* _ENTRIES PROVIDED_:
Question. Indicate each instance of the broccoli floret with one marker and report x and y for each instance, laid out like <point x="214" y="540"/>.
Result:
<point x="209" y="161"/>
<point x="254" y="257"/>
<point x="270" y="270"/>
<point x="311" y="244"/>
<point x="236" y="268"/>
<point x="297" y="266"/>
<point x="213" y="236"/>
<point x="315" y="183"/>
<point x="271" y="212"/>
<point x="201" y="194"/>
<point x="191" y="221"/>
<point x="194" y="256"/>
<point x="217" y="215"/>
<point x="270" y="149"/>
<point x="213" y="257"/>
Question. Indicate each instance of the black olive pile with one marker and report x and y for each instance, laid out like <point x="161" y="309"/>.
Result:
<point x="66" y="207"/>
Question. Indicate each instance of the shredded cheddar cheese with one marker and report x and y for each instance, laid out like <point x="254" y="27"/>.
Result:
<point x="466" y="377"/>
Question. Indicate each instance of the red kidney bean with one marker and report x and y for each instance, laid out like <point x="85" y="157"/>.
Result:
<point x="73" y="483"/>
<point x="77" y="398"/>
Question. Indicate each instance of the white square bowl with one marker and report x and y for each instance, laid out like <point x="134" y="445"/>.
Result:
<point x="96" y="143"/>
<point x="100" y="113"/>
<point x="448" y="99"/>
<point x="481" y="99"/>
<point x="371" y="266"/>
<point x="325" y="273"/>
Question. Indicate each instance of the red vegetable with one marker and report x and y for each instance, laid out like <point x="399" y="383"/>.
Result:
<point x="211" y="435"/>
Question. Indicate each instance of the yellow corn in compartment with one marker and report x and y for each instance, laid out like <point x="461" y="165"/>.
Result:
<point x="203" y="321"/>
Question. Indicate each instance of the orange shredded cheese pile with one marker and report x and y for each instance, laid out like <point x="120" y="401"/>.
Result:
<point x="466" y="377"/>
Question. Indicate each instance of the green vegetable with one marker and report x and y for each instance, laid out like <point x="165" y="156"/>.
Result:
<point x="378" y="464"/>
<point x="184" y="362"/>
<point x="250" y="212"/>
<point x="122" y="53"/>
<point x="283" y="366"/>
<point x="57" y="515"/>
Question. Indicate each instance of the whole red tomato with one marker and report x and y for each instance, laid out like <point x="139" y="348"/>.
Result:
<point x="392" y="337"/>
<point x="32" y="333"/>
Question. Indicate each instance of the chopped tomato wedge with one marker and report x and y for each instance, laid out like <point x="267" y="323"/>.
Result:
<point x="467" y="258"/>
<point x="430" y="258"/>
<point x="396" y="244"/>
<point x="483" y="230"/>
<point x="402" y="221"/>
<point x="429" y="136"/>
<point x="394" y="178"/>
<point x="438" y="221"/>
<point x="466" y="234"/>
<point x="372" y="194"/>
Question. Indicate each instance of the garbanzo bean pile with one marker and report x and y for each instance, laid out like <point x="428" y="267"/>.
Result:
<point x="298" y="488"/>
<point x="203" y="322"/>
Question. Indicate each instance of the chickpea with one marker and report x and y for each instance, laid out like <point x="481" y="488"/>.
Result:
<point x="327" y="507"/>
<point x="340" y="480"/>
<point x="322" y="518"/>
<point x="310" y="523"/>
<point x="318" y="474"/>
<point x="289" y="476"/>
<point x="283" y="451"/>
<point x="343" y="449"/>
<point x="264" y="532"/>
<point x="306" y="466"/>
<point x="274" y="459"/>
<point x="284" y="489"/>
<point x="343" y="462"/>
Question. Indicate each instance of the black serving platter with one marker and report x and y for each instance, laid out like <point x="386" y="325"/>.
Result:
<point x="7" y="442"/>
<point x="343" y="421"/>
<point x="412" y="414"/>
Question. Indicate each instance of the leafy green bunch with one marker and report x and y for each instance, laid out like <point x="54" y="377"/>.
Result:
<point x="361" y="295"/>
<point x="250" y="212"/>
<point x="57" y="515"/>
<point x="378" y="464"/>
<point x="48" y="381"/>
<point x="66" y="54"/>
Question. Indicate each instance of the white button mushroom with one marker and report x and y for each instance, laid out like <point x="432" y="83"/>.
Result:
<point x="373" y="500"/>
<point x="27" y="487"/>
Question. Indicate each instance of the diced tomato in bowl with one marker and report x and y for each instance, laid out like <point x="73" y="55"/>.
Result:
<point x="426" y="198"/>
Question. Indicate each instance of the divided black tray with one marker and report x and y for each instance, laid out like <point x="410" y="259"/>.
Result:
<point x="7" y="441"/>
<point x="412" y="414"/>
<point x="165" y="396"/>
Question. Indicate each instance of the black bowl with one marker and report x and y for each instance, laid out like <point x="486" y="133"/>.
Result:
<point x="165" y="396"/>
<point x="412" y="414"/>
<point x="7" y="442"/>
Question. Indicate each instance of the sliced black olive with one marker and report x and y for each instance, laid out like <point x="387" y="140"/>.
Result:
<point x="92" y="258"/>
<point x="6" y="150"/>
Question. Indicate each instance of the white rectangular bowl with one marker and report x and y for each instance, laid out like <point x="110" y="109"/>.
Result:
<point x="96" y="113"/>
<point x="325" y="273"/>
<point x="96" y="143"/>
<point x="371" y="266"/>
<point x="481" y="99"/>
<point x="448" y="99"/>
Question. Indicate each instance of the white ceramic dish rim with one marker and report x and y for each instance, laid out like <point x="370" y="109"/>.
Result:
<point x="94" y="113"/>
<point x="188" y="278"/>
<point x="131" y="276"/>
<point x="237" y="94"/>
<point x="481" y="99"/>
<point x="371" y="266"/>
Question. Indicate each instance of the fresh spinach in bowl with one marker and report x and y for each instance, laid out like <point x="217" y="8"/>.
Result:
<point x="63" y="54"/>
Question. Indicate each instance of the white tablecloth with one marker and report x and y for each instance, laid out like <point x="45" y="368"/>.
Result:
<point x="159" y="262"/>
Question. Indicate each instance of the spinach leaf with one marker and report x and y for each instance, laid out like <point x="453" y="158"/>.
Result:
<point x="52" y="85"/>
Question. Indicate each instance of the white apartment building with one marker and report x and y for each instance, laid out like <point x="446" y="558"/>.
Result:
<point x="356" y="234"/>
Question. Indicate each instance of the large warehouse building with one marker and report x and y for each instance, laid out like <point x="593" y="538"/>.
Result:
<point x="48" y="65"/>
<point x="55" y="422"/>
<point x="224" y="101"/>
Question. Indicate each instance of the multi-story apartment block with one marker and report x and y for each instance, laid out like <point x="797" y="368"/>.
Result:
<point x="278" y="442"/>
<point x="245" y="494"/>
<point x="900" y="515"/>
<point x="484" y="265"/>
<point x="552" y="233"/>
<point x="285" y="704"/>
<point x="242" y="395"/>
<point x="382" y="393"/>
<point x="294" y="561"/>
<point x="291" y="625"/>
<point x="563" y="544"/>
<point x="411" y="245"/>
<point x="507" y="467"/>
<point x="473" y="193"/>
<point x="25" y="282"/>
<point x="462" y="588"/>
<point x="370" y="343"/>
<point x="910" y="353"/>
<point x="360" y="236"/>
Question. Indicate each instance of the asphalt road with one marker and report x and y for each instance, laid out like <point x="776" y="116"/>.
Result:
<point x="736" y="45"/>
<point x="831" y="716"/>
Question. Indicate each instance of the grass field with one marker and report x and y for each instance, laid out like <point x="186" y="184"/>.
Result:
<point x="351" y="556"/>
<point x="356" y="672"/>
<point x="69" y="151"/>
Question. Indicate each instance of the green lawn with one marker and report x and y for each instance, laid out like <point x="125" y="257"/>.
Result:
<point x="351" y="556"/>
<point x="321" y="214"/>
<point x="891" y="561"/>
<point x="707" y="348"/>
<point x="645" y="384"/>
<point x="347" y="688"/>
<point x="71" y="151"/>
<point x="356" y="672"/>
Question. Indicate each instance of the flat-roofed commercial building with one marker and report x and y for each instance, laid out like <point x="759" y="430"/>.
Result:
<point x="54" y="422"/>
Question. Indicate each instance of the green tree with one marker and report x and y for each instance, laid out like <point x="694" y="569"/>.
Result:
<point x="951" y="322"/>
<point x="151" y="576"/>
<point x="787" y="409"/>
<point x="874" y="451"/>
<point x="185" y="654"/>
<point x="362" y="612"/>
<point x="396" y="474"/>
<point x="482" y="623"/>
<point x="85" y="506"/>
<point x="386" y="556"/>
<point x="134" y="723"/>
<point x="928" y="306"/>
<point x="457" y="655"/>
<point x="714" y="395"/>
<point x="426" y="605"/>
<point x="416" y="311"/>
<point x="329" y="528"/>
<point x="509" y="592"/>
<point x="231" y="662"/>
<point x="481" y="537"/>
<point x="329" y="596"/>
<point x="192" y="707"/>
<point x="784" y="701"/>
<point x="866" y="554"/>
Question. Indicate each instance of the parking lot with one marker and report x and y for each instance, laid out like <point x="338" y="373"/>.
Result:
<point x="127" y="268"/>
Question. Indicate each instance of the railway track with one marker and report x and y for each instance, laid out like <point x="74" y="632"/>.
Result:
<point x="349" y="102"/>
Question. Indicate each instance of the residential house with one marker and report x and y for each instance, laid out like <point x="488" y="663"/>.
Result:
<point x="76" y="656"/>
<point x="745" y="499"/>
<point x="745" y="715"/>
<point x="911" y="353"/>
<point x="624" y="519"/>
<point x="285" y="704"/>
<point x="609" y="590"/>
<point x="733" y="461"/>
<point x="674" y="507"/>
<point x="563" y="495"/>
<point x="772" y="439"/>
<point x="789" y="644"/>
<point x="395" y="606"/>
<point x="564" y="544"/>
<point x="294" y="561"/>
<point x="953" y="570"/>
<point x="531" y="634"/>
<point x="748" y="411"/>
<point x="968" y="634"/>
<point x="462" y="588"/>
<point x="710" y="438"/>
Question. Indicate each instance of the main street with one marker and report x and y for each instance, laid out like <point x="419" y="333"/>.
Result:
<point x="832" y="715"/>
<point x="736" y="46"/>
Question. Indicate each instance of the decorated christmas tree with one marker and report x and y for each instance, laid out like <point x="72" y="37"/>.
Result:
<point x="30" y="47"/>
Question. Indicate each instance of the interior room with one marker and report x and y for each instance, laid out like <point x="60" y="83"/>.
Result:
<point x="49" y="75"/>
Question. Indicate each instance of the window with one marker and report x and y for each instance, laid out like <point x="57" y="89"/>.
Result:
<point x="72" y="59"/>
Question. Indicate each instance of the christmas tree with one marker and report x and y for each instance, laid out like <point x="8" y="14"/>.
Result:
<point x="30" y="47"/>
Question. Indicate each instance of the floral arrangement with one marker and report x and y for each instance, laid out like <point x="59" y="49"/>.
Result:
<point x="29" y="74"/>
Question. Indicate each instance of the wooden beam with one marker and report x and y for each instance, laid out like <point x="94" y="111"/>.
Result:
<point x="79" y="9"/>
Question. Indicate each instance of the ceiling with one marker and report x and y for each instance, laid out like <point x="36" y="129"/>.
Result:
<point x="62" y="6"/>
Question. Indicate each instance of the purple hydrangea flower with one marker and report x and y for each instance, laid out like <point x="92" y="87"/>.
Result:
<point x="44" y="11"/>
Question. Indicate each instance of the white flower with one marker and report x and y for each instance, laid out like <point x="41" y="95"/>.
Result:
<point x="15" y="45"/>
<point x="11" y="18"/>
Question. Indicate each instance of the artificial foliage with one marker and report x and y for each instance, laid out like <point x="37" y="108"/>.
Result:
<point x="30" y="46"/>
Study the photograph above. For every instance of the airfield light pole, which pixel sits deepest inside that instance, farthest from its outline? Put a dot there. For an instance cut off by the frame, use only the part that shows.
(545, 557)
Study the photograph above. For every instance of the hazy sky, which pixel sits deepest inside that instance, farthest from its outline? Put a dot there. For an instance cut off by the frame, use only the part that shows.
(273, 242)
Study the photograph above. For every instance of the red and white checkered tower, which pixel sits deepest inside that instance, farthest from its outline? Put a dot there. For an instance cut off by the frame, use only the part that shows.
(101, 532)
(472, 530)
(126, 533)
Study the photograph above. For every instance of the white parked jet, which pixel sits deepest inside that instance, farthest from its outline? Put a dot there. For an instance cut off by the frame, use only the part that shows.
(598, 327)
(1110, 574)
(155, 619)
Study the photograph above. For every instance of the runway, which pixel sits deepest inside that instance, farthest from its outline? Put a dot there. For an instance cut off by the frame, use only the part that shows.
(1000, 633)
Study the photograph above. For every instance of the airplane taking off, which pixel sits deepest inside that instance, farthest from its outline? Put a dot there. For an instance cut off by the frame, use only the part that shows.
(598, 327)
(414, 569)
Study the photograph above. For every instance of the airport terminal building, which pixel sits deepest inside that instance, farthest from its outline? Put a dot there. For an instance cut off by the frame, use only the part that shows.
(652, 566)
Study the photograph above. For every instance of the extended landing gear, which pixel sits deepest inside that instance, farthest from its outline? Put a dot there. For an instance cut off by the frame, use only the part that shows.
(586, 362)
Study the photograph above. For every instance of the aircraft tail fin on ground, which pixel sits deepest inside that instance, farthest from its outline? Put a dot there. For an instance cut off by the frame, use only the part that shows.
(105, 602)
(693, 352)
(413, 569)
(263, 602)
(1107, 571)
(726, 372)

* _DIRECTION_:
Find the line containing "Study the photograph above. For every instance of the airplane", then output it and every line after it to the end of the data, exactly.

* _ANSWER IN FULL_:
Study the photograph above. For every instance of the airplane taking off, which pixel sits deepest inside that instance, farthest from its outline? Put a dot there. For an instance cut off by the frame, use only the part that shows.
(598, 327)
(414, 569)
Study the photograph above. For every instance of the airport terminal building, which pixel sits deepest inside that instance, farthest from its outline? Put a dot there. For an instance cut off by the frame, use only the part that shows.
(652, 566)
Study the photograph above. For every instance of the extended landing gear, which pixel sits deepest inside that instance, farthest from its outline? Put a dot there. For an instance cut off by the frame, use only the part that shows.
(586, 362)
Study the photograph above. For every instance of the aircraft tail fin on ground, which pixel sits deepest inside that instance, farthest from its outline? Put a dot there. For an instance cut off by the frame, use only the part that shows.
(105, 602)
(693, 352)
(413, 569)
(263, 602)
(1107, 571)
(726, 372)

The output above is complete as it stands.